Goal of the exercise:
Copy exactly the last part of the entries, starting from the line with "Find the white" and including the final line.

Given data:
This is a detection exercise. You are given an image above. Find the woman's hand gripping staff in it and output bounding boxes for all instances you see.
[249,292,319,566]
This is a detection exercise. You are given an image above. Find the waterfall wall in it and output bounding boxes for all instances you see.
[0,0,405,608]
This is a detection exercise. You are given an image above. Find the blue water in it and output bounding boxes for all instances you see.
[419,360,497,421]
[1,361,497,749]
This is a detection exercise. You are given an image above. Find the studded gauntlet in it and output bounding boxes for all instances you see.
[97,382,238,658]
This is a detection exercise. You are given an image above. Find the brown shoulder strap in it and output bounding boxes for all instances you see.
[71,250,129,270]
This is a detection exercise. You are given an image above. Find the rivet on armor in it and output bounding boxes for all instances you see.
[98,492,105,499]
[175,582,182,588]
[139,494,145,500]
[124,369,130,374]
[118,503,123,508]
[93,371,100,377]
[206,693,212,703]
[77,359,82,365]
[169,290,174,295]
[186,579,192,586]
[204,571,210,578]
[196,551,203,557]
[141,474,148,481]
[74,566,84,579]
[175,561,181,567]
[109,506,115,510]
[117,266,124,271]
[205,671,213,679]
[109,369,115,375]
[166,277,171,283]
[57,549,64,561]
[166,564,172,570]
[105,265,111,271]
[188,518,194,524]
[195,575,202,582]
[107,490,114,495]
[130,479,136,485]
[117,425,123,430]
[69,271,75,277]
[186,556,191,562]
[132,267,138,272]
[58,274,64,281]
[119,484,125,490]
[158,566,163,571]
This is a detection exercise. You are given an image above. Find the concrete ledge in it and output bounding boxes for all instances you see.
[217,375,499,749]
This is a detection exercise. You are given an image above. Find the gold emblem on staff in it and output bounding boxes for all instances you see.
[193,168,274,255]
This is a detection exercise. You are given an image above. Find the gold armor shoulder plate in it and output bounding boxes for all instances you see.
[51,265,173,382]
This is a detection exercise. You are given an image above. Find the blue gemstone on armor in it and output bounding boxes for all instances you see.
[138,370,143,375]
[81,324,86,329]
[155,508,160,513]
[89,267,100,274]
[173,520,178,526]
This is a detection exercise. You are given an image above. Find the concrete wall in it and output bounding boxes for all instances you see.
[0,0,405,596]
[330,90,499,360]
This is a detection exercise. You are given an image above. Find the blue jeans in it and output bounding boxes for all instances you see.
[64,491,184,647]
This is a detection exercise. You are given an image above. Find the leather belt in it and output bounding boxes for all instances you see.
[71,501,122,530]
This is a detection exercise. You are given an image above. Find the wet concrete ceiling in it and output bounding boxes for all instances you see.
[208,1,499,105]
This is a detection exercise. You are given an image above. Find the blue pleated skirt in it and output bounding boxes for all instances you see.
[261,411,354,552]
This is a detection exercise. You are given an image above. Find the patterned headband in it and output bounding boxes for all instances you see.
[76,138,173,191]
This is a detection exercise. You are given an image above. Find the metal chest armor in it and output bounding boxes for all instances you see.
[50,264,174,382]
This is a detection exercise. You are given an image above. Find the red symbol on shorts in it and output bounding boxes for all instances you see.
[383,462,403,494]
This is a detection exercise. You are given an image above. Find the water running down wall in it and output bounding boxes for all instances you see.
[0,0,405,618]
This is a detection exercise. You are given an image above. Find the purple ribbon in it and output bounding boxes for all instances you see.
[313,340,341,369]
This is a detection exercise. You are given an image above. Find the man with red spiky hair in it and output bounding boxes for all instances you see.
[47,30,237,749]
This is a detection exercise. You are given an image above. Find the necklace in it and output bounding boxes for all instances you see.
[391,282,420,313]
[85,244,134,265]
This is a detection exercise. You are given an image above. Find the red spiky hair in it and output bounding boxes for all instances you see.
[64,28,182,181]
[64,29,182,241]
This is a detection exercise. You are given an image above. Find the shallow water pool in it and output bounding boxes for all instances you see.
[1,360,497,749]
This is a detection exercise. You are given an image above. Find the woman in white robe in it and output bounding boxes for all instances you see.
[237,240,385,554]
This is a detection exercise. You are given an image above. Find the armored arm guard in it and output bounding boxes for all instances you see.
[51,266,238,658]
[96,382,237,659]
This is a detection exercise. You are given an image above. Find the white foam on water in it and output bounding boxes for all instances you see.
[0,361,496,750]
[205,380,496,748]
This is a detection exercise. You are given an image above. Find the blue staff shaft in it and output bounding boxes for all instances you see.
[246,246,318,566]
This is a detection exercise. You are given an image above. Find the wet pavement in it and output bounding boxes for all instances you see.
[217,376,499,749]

Task output:
This is a detection exercise. You are given an image above. Find the white foam on water in it and output bounding boxes for all instances you see.
[0,361,496,750]
[205,380,496,748]
This is a detection exercise. You are given an image above. Find the blue staff shaft in it and output bounding boxes for all instances you see.
[246,246,318,566]
This is a detection exercise. You are given an image above. Find the wet pavement in it and output bounding boxes for all instances you see.
[217,376,499,749]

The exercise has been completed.